TEXT PASSAGE:
━━━━━━━━
You can now buy solar shingles that look like your existing asphalt shingles. They have a similar matte finish and are the same size. The big difference is that they are covered with thin film solar cells that collect sunlight and turn it into electricity. The thin film technology means you won’t have to build a large structure (an array) on top of your roof to hold solar panels. And the solar shingles will collect the same amount of energy as a solar panel array, but are much less visually intrusive.
Some homeowner associations won’t allow home solar panels to be mounted on a rooftop or in a back yard. And even if you still have to get your homeowner association to allow you to install solar shingles, it will be much easier to convince your neighbors (and board members) to say yes to solar cells that look just like the shingles on their roofs.
━━━━━━━━
WHAT THIS EXERCISE ASKS:
1) Can you write out, word for word from the passage on solar shingles, the stretch from "You can now" through "on their roofs."?
2) Answer these questions from the passage on solar shingles:
(a) Besides being the same size, how do the shingles resemble asphalt shingles?
(b) What kind of solar cells cover the shingles?
(c) Where do some homeowner associations forbid mounting home solar panels?
3) How would you say this sentence from the passage on solar shingles in Spanish: "They have a similar matte finish and are the same size."
━━━━━━━━
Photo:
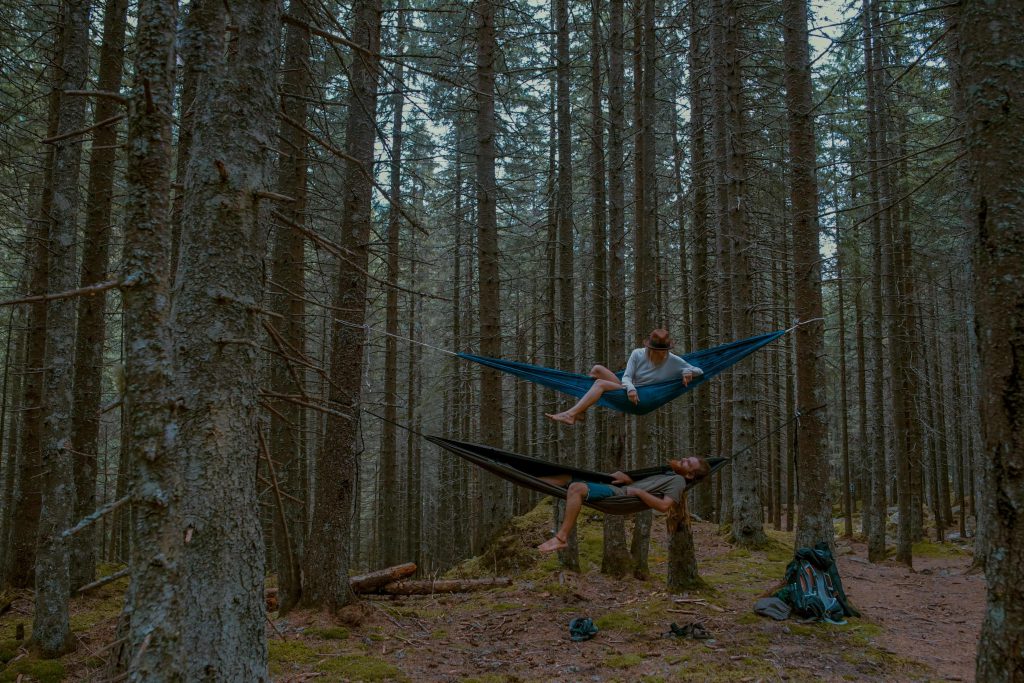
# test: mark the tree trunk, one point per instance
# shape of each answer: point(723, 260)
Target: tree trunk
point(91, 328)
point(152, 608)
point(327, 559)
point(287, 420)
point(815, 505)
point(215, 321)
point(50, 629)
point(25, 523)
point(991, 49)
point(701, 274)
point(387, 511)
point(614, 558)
━━━━━━━━
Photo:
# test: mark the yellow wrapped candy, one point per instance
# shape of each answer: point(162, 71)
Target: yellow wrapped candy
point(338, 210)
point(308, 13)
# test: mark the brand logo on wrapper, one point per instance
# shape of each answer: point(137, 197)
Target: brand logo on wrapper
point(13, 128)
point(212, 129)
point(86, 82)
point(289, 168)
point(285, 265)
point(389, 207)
━━━━━━━━
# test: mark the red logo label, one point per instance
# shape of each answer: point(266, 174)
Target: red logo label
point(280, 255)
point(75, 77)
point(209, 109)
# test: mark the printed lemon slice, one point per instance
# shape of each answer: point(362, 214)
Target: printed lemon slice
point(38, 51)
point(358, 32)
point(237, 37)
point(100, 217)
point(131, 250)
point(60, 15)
━━━━━━━━
TASK-BY-TASK RESULTS:
1)
You can now buy solar shingles that look like your existing asphalt shingles. They have a similar matte finish and are the same size. The big difference is that they are covered with thin film solar cells that collect sunlight and turn it into electricity. The thin film technology means you won’t have to build a large structure (an array) on top of your roof to hold solar panels. And the solar shingles will collect the same amount of energy as a solar panel array, but are much less visually intrusive.
Some homeowner associations won’t allow home solar panels to be mounted on a rooftop or in a back yard. And even if you still have to get your homeowner association to allow you to install solar shingles, it will be much easier to convince your neighbors (and board members) to say yes to solar cells that look just like the shingles on their roofs.

2)
(a) They have a similar matte finish.
(b) Thin film solar cells.
(c) On a rooftop or in a back yard.

3) Tienen un acabado mate similar y son del mismo tamaño.